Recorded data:
--------------------------------

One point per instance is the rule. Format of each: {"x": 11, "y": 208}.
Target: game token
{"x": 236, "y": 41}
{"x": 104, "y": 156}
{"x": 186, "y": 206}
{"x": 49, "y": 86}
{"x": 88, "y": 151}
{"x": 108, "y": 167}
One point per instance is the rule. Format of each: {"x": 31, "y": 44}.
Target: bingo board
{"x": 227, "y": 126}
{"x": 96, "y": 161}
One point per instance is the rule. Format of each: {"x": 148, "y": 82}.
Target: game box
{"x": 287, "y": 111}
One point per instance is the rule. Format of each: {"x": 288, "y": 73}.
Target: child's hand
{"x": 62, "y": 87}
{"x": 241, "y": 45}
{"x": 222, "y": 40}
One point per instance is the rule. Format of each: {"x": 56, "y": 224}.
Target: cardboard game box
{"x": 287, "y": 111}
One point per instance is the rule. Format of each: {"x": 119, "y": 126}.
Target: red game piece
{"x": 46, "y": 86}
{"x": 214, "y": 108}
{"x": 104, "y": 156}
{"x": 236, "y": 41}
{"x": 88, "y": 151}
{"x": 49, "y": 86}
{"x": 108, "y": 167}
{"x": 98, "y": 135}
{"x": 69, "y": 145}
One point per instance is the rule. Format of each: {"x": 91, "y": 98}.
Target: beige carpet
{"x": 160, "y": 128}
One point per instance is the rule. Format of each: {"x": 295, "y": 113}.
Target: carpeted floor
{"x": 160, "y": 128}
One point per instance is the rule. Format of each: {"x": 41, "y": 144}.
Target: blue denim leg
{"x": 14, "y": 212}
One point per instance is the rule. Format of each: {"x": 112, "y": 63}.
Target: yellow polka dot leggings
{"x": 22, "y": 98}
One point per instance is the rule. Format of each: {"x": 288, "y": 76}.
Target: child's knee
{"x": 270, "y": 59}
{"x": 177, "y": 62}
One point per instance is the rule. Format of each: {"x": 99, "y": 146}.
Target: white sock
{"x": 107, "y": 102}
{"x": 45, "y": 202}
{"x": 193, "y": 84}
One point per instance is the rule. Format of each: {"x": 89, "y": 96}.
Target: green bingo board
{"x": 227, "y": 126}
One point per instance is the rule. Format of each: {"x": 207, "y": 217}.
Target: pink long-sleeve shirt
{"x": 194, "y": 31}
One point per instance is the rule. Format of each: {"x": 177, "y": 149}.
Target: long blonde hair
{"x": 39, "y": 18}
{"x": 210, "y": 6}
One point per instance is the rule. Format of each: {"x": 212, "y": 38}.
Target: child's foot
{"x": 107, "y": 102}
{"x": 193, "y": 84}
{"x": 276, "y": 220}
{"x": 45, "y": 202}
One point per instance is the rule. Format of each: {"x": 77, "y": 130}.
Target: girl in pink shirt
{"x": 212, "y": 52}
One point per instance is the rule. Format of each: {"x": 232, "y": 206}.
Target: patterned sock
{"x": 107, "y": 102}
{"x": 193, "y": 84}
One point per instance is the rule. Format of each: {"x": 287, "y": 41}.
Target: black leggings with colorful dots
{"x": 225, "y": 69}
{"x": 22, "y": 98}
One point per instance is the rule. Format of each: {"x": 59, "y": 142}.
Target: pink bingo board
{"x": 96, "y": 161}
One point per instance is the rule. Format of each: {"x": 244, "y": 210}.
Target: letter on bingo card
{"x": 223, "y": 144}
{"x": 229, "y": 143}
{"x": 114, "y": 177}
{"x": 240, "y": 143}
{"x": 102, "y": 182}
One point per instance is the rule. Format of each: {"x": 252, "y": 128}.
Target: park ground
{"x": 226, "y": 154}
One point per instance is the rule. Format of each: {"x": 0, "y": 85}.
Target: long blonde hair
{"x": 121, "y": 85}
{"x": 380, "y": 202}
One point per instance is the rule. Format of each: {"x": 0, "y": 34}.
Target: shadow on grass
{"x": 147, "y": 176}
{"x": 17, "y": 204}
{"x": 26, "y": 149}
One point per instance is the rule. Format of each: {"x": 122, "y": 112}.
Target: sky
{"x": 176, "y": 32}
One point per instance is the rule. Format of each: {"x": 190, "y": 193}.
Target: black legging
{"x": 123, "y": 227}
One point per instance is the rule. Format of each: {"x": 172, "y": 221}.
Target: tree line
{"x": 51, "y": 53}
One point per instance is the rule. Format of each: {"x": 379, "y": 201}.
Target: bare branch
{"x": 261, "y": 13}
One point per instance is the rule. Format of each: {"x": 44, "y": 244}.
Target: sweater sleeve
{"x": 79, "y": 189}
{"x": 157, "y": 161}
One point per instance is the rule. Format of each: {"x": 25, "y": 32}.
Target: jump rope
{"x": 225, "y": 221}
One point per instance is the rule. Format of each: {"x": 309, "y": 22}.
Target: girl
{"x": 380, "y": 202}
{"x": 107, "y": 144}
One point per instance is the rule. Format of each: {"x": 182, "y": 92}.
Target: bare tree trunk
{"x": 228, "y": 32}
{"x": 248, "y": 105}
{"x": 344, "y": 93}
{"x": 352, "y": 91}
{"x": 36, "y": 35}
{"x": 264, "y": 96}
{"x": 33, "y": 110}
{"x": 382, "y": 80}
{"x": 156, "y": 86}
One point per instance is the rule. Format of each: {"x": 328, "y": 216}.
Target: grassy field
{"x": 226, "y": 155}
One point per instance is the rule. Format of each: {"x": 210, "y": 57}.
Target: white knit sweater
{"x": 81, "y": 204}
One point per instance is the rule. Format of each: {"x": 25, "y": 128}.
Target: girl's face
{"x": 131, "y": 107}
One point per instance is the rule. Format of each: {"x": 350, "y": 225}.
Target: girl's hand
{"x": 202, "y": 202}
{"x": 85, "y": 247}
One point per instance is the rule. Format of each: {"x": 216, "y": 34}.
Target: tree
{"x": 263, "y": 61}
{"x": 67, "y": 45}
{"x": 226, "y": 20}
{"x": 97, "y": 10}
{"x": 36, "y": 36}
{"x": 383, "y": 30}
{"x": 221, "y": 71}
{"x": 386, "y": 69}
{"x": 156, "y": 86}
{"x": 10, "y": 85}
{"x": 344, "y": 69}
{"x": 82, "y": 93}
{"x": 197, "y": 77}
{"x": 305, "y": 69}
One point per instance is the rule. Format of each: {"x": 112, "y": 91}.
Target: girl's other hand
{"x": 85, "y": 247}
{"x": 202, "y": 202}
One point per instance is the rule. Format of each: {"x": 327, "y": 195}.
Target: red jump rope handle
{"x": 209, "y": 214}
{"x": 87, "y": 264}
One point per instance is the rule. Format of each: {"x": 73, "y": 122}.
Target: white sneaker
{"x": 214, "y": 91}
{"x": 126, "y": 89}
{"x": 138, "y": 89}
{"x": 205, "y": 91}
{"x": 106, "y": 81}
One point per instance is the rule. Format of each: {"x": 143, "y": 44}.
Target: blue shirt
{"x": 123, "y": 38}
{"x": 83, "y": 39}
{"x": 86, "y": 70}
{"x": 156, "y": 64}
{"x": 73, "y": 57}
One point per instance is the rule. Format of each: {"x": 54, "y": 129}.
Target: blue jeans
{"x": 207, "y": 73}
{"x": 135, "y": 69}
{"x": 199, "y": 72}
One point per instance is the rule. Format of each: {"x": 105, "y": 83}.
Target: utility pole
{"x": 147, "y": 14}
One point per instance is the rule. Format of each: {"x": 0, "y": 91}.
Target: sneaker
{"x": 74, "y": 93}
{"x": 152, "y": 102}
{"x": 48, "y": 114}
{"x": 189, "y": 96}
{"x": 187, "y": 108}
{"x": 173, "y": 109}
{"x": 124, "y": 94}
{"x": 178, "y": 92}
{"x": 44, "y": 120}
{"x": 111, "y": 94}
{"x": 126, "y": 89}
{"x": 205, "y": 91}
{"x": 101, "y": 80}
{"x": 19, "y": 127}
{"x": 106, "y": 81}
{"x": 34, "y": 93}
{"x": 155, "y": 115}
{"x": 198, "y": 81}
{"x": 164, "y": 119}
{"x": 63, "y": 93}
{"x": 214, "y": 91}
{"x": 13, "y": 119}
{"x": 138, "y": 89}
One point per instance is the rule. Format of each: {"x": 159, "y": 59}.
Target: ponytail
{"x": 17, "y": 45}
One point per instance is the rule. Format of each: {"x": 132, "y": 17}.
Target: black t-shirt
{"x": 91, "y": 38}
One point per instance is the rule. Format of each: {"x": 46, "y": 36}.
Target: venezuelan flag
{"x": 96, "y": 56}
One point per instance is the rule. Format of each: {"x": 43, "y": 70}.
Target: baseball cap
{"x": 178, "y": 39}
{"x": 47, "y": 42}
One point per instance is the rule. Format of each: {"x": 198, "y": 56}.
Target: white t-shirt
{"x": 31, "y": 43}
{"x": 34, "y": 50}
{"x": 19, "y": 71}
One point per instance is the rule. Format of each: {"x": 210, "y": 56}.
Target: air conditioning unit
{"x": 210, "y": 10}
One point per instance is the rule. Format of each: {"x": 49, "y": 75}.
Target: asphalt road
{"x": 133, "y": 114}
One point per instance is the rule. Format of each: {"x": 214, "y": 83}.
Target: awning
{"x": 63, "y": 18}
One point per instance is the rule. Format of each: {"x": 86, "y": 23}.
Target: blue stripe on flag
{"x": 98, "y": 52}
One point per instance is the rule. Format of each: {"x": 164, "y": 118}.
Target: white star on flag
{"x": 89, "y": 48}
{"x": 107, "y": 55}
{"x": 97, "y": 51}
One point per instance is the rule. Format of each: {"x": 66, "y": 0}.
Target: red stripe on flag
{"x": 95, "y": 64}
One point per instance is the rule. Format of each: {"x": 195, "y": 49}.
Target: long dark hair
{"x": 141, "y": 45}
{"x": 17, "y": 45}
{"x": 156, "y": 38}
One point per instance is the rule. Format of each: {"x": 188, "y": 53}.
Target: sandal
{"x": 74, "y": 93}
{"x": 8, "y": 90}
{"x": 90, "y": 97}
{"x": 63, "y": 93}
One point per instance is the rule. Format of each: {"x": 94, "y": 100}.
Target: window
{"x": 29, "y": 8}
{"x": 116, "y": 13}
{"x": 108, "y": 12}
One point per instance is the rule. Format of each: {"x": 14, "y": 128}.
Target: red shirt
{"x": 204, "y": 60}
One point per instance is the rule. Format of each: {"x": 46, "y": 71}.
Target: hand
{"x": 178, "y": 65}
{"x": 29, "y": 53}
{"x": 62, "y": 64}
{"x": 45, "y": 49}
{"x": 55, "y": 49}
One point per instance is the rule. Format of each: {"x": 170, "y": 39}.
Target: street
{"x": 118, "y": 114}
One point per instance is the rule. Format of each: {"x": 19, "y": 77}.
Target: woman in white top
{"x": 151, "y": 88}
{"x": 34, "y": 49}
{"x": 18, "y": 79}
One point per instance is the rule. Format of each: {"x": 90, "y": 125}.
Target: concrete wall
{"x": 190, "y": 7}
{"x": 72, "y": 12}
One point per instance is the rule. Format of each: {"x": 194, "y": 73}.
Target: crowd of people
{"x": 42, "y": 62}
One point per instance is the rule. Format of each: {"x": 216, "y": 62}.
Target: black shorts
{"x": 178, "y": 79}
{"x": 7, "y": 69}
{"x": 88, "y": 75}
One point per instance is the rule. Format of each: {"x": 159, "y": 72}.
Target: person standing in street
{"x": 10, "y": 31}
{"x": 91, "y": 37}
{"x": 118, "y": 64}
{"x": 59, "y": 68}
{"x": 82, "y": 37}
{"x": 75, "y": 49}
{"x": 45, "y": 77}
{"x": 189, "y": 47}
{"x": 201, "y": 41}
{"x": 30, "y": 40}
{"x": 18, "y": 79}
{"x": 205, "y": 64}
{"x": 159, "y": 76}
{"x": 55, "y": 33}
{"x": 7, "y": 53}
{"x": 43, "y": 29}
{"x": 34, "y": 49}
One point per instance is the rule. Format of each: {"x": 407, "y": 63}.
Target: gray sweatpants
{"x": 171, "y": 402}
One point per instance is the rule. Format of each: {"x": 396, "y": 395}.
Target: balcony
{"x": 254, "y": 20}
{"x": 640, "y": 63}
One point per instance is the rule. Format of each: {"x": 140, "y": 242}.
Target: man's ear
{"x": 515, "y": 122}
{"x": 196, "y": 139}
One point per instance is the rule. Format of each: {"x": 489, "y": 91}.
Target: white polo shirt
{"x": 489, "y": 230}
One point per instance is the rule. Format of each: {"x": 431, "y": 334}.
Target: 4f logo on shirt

--------------------------------

EXERCISE GOAL -
Begin at the line containing "Target: white polo shirt" and reproduce every line through the last one in the records above, exactly.

WRITTEN ANSWER -
Target: white polo shirt
{"x": 489, "y": 230}
One point per instance is the rule. Format of each: {"x": 431, "y": 334}.
Target: 4f logo on shirt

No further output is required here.